Work to complete:
(A) Say whether each statement agrees with the opinion in Morrow v. McGregor, answering yes or no and quoting the deciding words of the opinion: (i) The property was more than twenty miles from the place of sale. (ii) The opinion sets out the evidence in full. (iii) Judgment was entered for the defendant.
(B) Translate this sentence from the opinion in Morrow v. McGregor into Spanish: "It is conceded that they are all personal property."
(C) Carry the opinion in Morrow v. McGregor forward, beginning right after its last sentence.

Quoted text:
-*-

Morrow v. McGregor

49 Ark. 67 | Ark. | 1886

Cockrill, C. J.

This is an action of replevin for a cotton gin and condenser, together with the gin house in which they are located. It is conceded that they are all personal property. The evidence is not set out, but only the court’s special finding of facts, which is as follows:

“That the plaintiffs in the suit below were the owners of said property, and that they became the owners by virtue of a sale made by the order and judgment of the Boone Circuit Court; that the sale was made at the court house door in the town of Harrison, in Boone county, as the court directed, and that the property at the time of the sale thereof was not present, but was at the town of Lead Hill, in said county, more than twenty miles away from the place of sale ; that the sale was afterwards reported to said Boone Circuit Court and was by said court confirmed; that soon after the sale aforesaid the sheriff selling the same placed the appellees in possession of the property and that the defendant was in the wrongful possession thereof at the time this suit was brought against him.”

Judgment was entered for the plaintiffs. The defendant has appealed and argues that the sale of the property through which the plaintiffs derive title is shown to be void because the property was not present for the inspection of bidders at the time of the sale.

judicial sale: propfe?ety°ñot present. That an ordinary execution sale by a Sheriff or constable of personal property not present at the time of sale is void, was determined in Kennedy v. Clayton, 29 Ark., 270, and Rowan v. Refeld, 31 Ark., 648. But a Sheriff who has been appointed to execute a decree or order of sale acts by virtue of the order and not by virtue of the office of Sheriff, and the sale is the sale of the court when confirmed. Such is our understanding of the sale in this case, and there is but slight analogy, between it and a Sheriff’s ministerial sale under execution. In the former class of sales the time, place, terms and manner of sale when not prescribed by statute, are regulated by the court; the court is the vendor, the order of sale, like the order of confirmation, is a judicial act (Halleck v. Guy, 9 Cal., 181), and either or both will be made or refused as the law or justice of the case may require [Thomason v. Craighead, 32 Ark., 391), and like other judicial determinations the orders are not open to collateral attack except for lack of jurisdiction to make the order.

-*-

Listing:
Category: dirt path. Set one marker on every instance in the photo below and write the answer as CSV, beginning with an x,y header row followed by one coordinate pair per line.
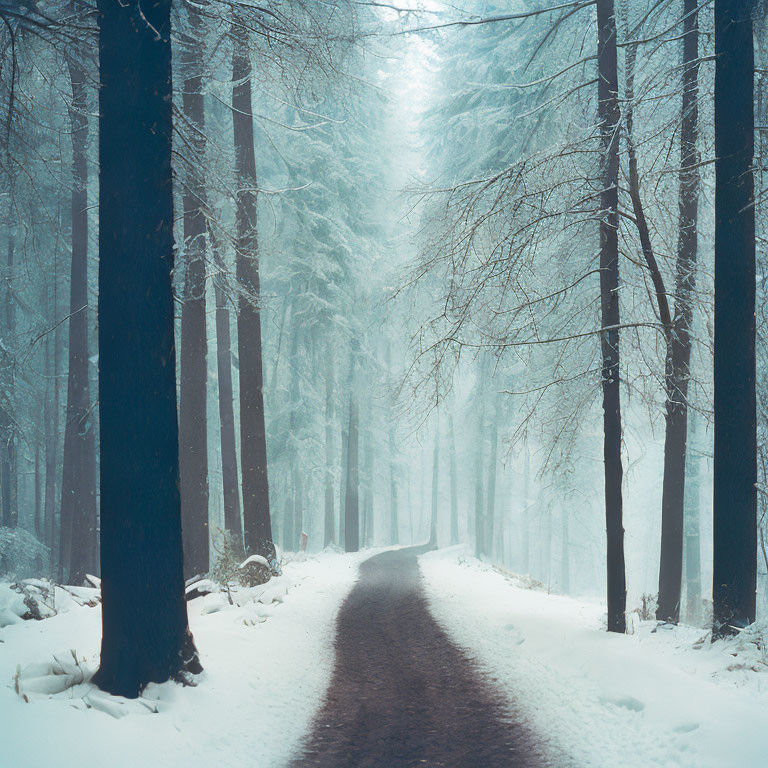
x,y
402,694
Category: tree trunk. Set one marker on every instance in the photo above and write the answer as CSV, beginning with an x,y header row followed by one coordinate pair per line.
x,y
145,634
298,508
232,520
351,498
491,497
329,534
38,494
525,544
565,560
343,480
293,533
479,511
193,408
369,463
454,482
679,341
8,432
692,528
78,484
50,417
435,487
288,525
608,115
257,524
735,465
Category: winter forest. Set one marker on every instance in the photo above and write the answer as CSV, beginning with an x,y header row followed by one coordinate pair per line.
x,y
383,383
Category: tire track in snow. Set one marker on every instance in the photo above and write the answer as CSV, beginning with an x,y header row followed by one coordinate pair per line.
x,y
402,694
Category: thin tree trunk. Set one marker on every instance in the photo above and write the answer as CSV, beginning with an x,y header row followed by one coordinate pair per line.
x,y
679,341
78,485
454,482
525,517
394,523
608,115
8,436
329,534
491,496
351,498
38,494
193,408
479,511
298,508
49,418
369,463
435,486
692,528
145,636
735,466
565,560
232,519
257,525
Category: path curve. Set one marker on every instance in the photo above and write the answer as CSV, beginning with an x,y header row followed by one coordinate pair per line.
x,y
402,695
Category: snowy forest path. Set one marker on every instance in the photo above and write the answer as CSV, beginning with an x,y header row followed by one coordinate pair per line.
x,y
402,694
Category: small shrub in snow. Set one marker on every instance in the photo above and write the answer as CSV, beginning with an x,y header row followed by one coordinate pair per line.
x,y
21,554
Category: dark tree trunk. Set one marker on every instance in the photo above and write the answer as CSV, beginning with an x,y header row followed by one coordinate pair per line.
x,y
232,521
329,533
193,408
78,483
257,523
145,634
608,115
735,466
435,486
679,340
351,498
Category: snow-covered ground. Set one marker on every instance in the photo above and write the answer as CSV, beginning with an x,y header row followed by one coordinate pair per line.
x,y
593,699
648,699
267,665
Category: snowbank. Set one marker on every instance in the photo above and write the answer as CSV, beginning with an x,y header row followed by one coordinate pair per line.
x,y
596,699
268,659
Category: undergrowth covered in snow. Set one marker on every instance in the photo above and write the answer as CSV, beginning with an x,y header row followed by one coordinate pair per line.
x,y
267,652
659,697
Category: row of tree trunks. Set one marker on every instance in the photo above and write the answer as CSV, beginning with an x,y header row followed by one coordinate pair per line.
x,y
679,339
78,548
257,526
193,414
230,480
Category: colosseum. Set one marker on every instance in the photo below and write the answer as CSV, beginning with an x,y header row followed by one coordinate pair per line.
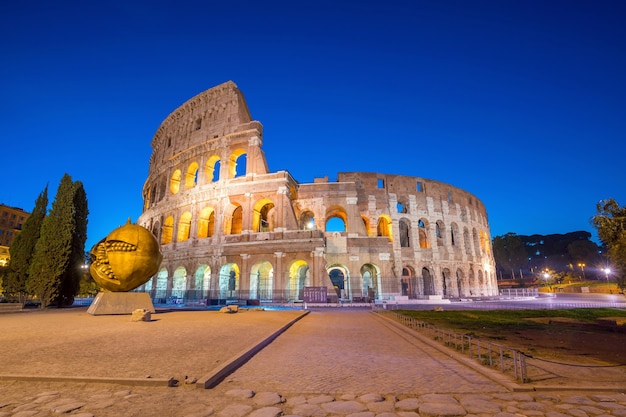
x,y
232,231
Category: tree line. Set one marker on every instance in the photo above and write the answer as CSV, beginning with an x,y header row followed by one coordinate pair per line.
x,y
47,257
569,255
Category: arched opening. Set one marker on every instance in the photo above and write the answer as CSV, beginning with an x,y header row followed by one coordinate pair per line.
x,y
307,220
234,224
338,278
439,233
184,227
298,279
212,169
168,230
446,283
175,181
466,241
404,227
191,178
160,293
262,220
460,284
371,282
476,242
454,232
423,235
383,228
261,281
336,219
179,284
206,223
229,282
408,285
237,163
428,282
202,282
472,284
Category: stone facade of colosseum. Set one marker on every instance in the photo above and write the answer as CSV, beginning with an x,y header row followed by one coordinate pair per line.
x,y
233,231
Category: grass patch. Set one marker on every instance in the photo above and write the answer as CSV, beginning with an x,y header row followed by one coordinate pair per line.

-*-

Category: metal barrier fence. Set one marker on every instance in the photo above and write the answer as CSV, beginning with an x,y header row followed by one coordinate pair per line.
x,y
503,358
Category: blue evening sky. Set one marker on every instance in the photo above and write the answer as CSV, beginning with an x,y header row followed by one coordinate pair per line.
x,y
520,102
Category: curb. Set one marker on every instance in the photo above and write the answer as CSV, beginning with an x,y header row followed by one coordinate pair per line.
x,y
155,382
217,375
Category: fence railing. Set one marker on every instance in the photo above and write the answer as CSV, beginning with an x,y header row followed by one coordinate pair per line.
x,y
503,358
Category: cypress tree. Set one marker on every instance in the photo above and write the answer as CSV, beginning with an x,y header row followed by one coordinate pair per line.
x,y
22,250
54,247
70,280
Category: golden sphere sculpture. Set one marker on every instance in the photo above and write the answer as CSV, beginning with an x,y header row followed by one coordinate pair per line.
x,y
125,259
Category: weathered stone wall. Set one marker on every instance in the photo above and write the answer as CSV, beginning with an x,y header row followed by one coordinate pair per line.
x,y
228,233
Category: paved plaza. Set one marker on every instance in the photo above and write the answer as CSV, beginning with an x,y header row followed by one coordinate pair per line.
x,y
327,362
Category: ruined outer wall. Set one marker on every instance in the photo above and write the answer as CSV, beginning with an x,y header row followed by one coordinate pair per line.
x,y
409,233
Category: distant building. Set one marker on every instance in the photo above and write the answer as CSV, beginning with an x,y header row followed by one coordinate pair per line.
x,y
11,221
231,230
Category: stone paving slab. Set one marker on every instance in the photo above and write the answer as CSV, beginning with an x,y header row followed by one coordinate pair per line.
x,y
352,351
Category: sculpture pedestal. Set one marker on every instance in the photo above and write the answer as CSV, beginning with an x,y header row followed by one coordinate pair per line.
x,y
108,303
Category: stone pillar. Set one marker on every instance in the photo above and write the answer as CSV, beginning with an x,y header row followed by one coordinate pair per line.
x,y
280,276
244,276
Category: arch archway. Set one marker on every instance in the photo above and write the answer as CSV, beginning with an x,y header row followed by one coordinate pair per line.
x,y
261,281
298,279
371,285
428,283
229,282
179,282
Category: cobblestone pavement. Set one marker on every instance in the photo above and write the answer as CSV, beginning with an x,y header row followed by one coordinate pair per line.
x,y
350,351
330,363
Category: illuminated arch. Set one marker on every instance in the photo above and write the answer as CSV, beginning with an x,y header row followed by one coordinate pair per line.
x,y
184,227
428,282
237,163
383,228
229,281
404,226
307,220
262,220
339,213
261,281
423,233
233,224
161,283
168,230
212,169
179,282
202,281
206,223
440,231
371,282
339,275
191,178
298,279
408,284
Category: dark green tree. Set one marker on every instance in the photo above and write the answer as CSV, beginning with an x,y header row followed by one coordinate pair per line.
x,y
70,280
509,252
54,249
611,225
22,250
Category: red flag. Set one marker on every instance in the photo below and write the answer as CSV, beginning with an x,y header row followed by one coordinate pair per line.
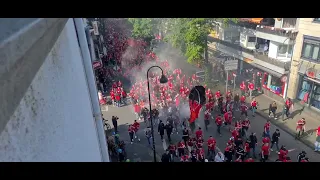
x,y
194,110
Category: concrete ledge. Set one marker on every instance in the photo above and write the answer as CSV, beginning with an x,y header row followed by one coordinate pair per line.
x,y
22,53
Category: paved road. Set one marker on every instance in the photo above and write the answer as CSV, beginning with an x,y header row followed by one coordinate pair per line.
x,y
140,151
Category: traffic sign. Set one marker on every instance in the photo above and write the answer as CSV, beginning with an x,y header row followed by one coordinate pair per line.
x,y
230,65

-*-

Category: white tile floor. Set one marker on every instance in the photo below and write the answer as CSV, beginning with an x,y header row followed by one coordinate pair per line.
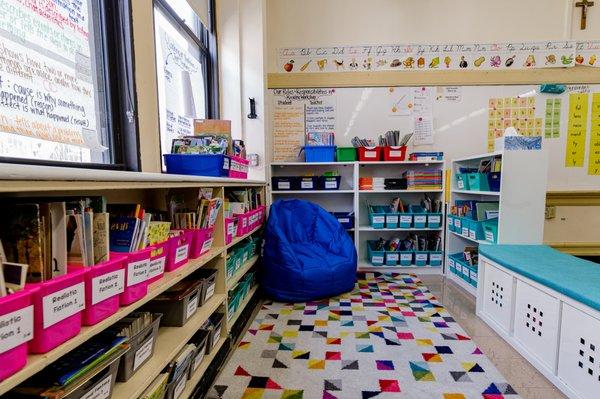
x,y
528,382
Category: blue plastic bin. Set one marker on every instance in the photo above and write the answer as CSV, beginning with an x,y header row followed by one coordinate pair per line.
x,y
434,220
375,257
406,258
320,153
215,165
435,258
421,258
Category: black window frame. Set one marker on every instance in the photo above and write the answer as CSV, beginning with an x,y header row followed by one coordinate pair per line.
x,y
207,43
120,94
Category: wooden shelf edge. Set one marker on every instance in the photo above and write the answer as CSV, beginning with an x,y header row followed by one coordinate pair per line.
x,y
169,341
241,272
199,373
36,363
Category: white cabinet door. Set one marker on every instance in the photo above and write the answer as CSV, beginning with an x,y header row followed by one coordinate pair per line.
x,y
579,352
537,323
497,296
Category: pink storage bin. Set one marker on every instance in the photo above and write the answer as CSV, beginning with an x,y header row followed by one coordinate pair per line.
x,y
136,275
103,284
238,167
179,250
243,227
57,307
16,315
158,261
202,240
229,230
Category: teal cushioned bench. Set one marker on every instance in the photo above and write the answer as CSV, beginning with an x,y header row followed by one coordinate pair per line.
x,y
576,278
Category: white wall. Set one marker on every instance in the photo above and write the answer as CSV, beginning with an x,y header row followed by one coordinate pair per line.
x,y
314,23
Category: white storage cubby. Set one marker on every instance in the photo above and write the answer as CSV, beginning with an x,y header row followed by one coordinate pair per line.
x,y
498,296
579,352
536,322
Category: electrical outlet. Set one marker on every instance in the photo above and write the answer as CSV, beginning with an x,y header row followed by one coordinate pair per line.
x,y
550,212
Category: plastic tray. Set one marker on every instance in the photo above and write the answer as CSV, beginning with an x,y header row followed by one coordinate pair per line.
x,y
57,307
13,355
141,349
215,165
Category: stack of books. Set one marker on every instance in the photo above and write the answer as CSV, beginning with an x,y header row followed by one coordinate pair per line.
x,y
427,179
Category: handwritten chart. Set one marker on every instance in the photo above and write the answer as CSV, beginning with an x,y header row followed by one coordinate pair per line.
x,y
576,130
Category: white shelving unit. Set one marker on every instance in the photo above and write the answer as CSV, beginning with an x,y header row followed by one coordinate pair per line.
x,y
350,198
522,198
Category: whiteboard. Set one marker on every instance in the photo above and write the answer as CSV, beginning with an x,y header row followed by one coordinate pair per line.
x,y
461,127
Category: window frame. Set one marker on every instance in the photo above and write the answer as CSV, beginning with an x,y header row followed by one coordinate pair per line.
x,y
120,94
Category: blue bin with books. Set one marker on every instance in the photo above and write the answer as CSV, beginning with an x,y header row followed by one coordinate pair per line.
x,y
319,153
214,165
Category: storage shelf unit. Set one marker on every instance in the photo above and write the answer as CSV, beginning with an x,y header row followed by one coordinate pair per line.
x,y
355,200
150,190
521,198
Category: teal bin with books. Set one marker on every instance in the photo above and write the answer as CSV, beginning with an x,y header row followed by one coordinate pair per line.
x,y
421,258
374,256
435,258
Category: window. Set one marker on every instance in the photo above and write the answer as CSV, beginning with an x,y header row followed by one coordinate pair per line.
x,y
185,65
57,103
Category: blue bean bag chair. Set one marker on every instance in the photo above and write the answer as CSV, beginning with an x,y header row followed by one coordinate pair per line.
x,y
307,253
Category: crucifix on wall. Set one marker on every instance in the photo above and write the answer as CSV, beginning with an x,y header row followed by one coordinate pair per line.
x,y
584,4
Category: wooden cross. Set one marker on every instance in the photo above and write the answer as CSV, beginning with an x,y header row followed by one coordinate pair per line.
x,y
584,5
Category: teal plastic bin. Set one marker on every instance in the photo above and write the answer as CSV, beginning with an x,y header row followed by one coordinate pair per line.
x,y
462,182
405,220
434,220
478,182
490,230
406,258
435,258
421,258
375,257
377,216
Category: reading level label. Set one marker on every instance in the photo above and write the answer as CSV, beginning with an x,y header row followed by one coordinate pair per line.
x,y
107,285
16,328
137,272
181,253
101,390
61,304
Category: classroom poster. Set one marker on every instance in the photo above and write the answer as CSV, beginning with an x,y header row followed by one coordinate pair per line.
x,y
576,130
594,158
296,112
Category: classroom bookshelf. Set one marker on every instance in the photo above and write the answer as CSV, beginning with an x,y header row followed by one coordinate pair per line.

-*-

Answers by task:
(A)
(i) Yes: "was at the town of Lead Hill, in said county, more than twenty miles away from the place of sale"
(ii) No: "The evidence is not set out, but only the court’s special finding of facts"
(iii) No: "Judgment was entered for the plaintiffs."

(B) Se reconoce que todos ellos son bienes muebles.

(C)
Excellent reasons may be given why personal property should be within the views of the bidders at a public sale, and it is therefore the policy of the law to require it; but we do not think it would be wise to carry this policy to the extent of declaring that it is so far beyond the power of the Chancellor to dispense with the presence of the property as to render the action of the court a nullity. The property involved in this case would ordinarily be fixtures (White v. Chaffin, 32 Ark., 59, 70; see Foster v. Mabe, 37 Am. Dec., n.), and it partook of the nature of real estate. The court in directing the sale probably concluded that the usual order for the sale of real estate would best subserve the ends of justice.

The finding of facts does not show that the order directed the Sheriff to sell in the absence of the property; but it shows that he was directed to sell at the court house door, and the nature of the property is such that it is improbable that the court intended that it should be moved for the purpose of sale, and this view is sustained by the subsequent confirmation of the report of sale.

Affirm.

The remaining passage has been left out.